═══ INFORMATION PROVIDED ═══
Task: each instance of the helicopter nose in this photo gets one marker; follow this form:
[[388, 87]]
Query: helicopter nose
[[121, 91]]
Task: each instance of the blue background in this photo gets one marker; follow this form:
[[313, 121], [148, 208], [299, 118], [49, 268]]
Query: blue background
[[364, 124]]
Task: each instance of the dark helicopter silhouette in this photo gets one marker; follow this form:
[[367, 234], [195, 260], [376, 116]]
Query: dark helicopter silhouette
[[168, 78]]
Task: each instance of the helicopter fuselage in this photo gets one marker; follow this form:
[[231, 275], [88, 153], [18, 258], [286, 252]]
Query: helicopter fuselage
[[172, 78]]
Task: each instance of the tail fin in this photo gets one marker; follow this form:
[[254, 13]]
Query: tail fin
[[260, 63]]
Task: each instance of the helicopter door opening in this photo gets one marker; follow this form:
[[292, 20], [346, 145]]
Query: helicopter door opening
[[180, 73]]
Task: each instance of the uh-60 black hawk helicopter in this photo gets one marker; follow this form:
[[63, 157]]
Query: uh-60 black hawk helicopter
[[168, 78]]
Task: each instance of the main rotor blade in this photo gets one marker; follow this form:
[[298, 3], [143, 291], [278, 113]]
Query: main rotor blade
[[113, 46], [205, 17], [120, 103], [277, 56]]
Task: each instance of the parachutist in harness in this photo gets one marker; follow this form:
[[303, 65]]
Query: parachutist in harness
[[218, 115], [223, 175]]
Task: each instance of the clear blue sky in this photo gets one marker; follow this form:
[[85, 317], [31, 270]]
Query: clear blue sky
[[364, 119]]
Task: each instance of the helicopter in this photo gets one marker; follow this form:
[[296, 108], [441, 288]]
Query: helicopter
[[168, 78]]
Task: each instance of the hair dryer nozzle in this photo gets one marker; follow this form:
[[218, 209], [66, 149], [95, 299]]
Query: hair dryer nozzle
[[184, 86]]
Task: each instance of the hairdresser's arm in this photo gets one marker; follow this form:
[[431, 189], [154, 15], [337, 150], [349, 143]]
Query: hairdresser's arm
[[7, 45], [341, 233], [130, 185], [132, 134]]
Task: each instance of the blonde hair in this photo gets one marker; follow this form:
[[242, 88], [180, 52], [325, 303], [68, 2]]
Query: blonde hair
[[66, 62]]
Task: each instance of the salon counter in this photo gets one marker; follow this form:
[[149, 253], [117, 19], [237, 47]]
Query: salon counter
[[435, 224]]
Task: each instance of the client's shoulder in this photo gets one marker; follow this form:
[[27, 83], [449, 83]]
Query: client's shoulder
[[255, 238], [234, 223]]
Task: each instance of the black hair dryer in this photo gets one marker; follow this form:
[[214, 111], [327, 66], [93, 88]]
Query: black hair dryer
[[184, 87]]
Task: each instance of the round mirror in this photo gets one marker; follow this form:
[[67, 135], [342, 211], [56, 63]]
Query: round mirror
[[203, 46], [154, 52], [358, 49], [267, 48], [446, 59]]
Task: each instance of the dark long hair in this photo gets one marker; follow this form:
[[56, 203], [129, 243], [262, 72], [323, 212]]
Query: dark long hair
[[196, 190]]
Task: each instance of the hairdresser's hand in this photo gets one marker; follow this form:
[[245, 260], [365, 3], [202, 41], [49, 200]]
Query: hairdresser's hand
═══
__OBJECTIVE__: Rename "helicopter" to "chopper" in the items, starting at the first item and ending at the line that contains "[[218, 115], [223, 175]]". Give those lines again with nothing else changed.

__EXERCISE RESPONSE__:
Task: each instance of the chopper nose in this photo gets one marker; follow this form:
[[388, 87]]
Query: chopper nose
[[121, 91]]
Task: each instance of the blue background in this photo gets one marker; follow this form:
[[313, 121], [148, 208], [299, 118], [49, 268]]
Query: blue background
[[364, 124]]
Task: each instance of the dark chopper silhouette in this photo gets one marker; follow this form:
[[367, 234], [195, 260], [376, 116]]
Query: dark chopper silhouette
[[168, 78]]
Task: each instance of the chopper fuselage in this photo gets one marker; follow this form:
[[231, 275], [88, 153], [18, 258], [286, 252]]
Query: chopper fuselage
[[172, 78]]
Task: each instance of the tail fin in this photo gets one marker; follow this form:
[[254, 13]]
Query: tail fin
[[260, 63]]
Task: each instance of the chopper door opening in this photo gets one marker; follow this form:
[[292, 20], [346, 145]]
Query: chopper door opening
[[180, 73]]
Task: each instance of the uh-60 black hawk chopper in this photo gets one marker; follow this form:
[[63, 157]]
Query: uh-60 black hawk chopper
[[168, 78]]
Task: each instance of the main rotor blade in this photo gets one marker; follow this form:
[[298, 3], [143, 291], [278, 113]]
Query: main rotor blade
[[113, 46], [205, 17], [120, 103], [277, 56]]
Task: each instance of the parachutist in harness in this photo gets one marker; follow this form:
[[303, 65]]
Query: parachutist in harness
[[218, 115], [223, 175]]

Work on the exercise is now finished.